- _EXERCISE DESCRIPTION_: Copy the records word for word, starting at the line that contains "Would you be able to point at the hay" and continuing through the last line of the records, with both of those lines included.

- _PROVIDED RECORDS_:
** Start **

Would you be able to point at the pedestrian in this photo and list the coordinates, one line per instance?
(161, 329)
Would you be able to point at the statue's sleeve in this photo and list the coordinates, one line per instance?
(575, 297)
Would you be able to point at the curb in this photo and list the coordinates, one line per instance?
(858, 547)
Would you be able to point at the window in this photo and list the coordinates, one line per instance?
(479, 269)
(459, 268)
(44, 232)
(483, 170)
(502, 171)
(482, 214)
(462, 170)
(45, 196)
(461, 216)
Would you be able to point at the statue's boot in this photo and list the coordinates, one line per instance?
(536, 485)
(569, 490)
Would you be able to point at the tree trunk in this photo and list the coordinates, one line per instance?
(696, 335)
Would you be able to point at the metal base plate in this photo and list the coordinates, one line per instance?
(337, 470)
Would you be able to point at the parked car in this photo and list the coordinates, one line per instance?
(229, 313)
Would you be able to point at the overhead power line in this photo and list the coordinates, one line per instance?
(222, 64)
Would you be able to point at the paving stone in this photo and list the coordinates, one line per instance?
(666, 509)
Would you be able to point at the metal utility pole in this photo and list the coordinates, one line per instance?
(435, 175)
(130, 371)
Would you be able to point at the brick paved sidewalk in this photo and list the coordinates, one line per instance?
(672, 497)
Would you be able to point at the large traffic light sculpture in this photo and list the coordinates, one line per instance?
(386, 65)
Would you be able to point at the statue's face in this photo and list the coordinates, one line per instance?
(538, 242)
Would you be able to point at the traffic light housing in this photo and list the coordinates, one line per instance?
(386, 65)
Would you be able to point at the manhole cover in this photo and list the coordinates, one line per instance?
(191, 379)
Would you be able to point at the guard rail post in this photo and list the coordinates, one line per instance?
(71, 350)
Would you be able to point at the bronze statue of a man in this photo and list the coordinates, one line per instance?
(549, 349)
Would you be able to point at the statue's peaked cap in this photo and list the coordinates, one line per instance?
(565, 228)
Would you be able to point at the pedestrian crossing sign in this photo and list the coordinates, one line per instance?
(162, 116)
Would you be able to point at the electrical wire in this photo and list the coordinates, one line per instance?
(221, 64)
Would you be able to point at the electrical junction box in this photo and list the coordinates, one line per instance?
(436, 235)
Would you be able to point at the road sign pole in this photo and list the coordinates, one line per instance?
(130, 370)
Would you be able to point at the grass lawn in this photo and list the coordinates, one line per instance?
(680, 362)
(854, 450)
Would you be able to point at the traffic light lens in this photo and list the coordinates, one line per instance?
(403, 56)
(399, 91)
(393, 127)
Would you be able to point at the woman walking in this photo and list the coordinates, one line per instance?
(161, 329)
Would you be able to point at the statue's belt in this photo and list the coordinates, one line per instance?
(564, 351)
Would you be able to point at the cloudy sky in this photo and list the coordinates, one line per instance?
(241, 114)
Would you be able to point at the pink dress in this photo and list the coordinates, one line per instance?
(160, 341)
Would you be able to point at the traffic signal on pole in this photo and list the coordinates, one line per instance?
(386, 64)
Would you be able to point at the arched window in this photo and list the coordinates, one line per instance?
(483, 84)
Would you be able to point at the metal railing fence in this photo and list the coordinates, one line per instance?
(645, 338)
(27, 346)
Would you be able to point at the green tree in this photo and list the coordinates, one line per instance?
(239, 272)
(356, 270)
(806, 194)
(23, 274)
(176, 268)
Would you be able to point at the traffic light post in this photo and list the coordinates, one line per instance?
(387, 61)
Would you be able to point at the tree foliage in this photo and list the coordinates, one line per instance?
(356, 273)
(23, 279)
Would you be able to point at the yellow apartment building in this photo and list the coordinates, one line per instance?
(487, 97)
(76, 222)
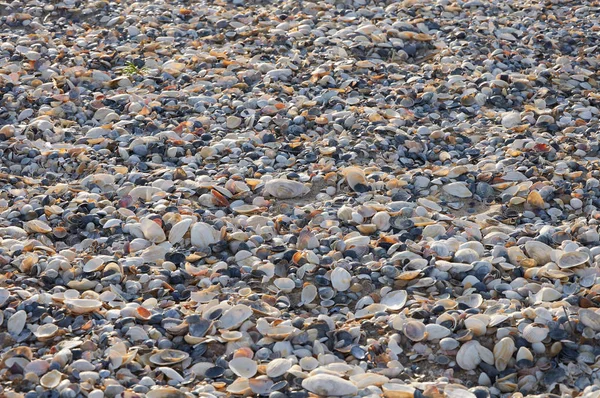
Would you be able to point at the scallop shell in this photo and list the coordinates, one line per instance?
(503, 352)
(356, 179)
(395, 300)
(572, 259)
(83, 306)
(51, 379)
(414, 330)
(168, 357)
(243, 367)
(235, 316)
(285, 189)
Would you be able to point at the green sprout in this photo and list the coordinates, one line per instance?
(131, 69)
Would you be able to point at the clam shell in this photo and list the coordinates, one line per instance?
(395, 300)
(329, 385)
(235, 316)
(503, 351)
(414, 330)
(243, 367)
(573, 259)
(285, 189)
(83, 306)
(168, 357)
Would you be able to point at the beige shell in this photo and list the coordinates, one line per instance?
(285, 189)
(503, 351)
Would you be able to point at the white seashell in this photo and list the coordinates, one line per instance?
(539, 251)
(414, 330)
(433, 231)
(309, 293)
(381, 220)
(46, 331)
(503, 351)
(395, 300)
(179, 230)
(535, 332)
(51, 379)
(395, 390)
(16, 323)
(152, 231)
(329, 385)
(547, 294)
(243, 367)
(524, 354)
(166, 392)
(235, 316)
(364, 380)
(572, 259)
(38, 226)
(345, 213)
(286, 285)
(171, 373)
(458, 189)
(590, 319)
(83, 306)
(436, 332)
(278, 367)
(285, 189)
(340, 279)
(468, 357)
(204, 235)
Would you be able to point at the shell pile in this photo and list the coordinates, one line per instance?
(295, 198)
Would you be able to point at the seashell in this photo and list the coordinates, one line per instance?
(83, 306)
(414, 330)
(547, 294)
(535, 200)
(203, 235)
(356, 179)
(433, 231)
(329, 385)
(152, 231)
(364, 380)
(46, 331)
(458, 189)
(468, 357)
(572, 259)
(235, 316)
(436, 332)
(243, 367)
(381, 220)
(233, 335)
(261, 386)
(340, 279)
(503, 351)
(309, 293)
(168, 357)
(590, 319)
(51, 379)
(16, 323)
(179, 230)
(281, 188)
(395, 300)
(524, 354)
(278, 367)
(286, 285)
(535, 332)
(38, 226)
(166, 392)
(539, 251)
(476, 324)
(394, 390)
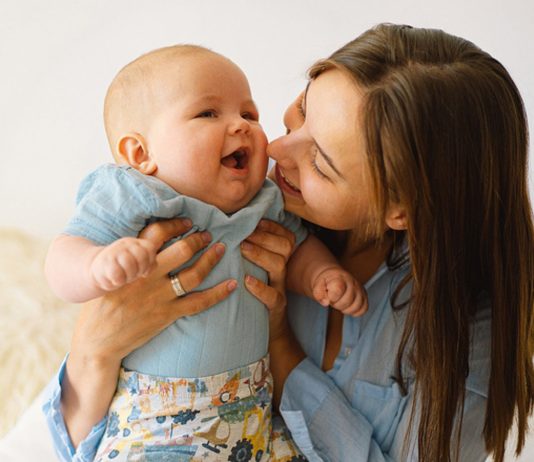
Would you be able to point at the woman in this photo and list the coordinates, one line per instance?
(410, 147)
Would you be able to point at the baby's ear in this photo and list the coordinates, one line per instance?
(132, 149)
(396, 217)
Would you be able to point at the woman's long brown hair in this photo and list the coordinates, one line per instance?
(447, 139)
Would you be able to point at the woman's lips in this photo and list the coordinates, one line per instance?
(284, 184)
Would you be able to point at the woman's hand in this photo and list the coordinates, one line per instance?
(111, 327)
(270, 247)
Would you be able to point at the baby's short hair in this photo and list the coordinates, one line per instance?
(128, 103)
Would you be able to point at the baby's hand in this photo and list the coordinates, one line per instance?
(122, 262)
(337, 288)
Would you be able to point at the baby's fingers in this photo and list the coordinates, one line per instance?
(320, 293)
(359, 304)
(339, 293)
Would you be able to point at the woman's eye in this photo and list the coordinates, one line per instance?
(207, 114)
(316, 168)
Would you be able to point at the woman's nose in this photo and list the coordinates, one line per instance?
(284, 149)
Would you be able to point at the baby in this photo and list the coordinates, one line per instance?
(185, 133)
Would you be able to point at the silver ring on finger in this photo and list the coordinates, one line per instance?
(177, 286)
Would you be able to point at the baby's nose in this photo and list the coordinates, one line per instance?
(239, 125)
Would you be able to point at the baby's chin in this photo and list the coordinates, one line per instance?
(233, 205)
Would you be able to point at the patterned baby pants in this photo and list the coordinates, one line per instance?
(225, 417)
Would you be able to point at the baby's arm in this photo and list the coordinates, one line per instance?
(313, 271)
(79, 270)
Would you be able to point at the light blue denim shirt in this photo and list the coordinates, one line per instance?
(118, 201)
(356, 411)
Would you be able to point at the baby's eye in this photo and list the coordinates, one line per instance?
(249, 116)
(207, 114)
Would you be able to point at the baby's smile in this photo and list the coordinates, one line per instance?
(237, 159)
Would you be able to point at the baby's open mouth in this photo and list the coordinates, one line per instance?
(237, 159)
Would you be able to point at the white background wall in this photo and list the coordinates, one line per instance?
(58, 56)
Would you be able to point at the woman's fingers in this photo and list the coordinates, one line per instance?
(272, 262)
(271, 297)
(197, 302)
(192, 277)
(160, 232)
(181, 252)
(273, 237)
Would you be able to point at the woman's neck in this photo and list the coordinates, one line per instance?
(362, 258)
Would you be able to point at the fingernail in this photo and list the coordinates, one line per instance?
(219, 249)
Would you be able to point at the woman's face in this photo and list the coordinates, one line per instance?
(320, 162)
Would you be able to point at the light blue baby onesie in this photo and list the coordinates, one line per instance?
(118, 201)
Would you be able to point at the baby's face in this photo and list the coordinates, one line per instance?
(207, 141)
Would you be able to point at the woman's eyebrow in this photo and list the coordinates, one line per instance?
(327, 159)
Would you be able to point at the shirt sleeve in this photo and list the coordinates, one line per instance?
(322, 421)
(112, 202)
(62, 444)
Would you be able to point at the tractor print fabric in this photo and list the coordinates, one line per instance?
(225, 417)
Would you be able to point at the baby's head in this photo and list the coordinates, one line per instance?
(185, 115)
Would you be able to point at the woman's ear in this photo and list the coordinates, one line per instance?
(396, 218)
(133, 150)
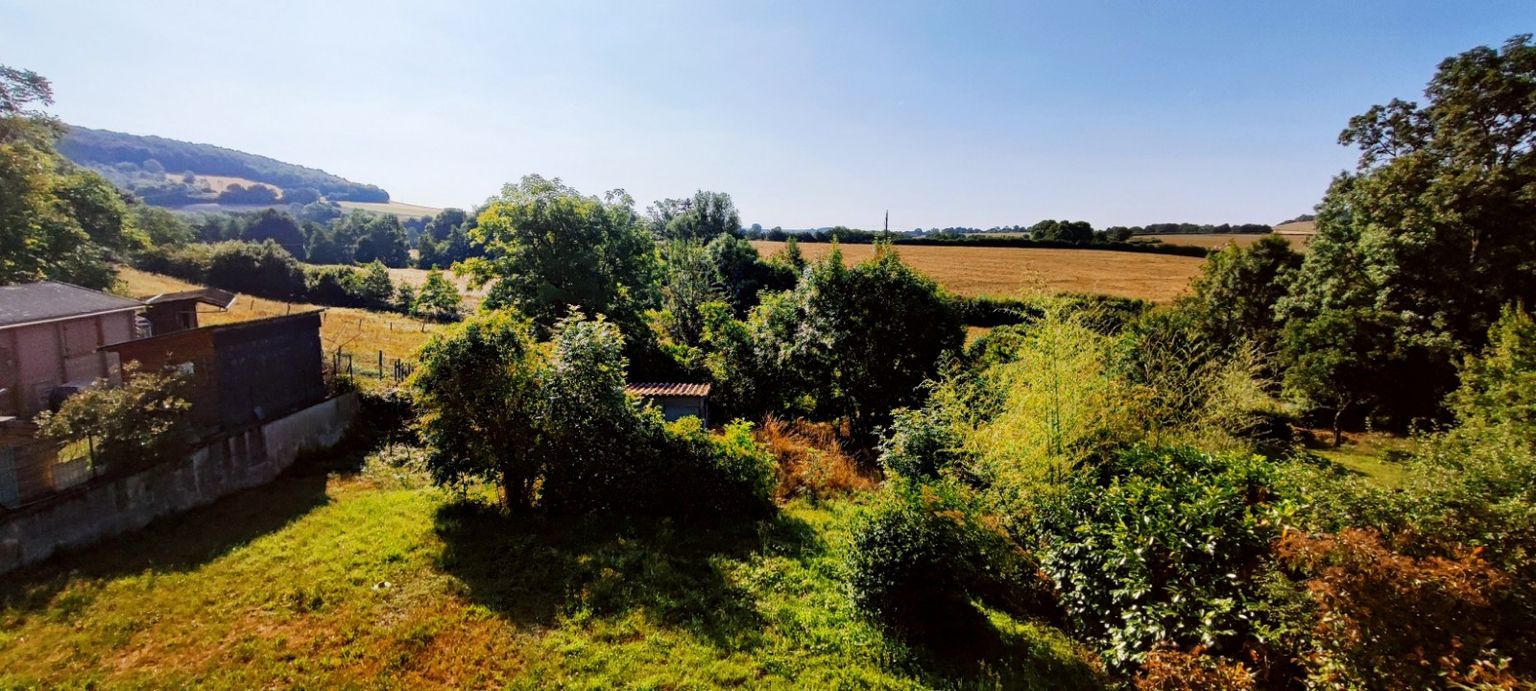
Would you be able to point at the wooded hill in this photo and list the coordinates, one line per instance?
(155, 169)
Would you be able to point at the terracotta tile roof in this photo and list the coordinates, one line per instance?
(667, 389)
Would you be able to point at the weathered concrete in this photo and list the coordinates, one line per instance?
(129, 502)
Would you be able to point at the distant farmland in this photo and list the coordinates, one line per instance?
(395, 208)
(1220, 240)
(1014, 271)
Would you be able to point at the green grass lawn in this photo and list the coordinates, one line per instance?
(1375, 456)
(343, 581)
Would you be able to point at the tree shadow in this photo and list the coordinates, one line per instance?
(171, 544)
(189, 539)
(535, 570)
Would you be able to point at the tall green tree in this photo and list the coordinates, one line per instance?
(384, 241)
(278, 228)
(56, 220)
(478, 390)
(1423, 243)
(552, 249)
(702, 217)
(438, 298)
(1237, 292)
(847, 343)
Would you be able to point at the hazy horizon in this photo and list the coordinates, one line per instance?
(807, 114)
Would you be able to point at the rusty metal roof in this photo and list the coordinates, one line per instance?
(214, 297)
(667, 389)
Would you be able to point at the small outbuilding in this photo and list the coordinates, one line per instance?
(244, 372)
(676, 400)
(177, 312)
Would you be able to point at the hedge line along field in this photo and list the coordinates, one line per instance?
(354, 330)
(1221, 240)
(1011, 271)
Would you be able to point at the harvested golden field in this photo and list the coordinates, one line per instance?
(397, 208)
(360, 332)
(1012, 271)
(220, 183)
(417, 277)
(1221, 240)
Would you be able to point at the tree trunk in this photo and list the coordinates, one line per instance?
(1338, 426)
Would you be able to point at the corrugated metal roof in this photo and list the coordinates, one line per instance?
(667, 389)
(48, 300)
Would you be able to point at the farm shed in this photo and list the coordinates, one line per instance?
(49, 333)
(241, 373)
(676, 400)
(177, 312)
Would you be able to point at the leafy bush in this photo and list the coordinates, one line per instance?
(922, 553)
(847, 343)
(1392, 621)
(711, 475)
(1157, 547)
(810, 461)
(919, 444)
(552, 426)
(1174, 670)
(142, 423)
(258, 269)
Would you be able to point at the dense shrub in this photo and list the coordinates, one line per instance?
(258, 269)
(140, 423)
(1157, 547)
(922, 553)
(810, 459)
(1105, 312)
(847, 343)
(1174, 670)
(1392, 621)
(552, 426)
(702, 473)
(919, 444)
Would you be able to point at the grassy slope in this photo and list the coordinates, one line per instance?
(1372, 455)
(341, 582)
(1014, 271)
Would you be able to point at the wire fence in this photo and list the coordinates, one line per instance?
(370, 366)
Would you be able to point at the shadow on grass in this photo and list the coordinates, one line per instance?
(180, 542)
(533, 570)
(189, 539)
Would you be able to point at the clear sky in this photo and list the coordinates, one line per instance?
(807, 112)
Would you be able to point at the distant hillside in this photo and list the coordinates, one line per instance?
(171, 172)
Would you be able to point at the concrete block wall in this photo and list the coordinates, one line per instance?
(129, 502)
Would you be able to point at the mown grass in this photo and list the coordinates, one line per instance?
(1373, 455)
(338, 581)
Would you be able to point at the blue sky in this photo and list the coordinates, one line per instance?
(807, 112)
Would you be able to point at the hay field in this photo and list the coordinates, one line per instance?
(417, 277)
(354, 330)
(220, 183)
(1012, 271)
(395, 208)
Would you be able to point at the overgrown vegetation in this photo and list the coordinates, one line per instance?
(1123, 476)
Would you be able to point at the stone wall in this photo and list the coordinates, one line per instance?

** End **

- _FINISHED TASK_:
Would you be able to point at the hay field in this photo and list the coordinates, one line per instance?
(417, 277)
(354, 330)
(220, 183)
(1012, 271)
(395, 208)
Would you be able to point at the overgrown vegetation in this photo and list the coordinates, one line per instance?
(1123, 476)
Would you be able to point at the stone wall in this photo and list the coordinates, one line per instance?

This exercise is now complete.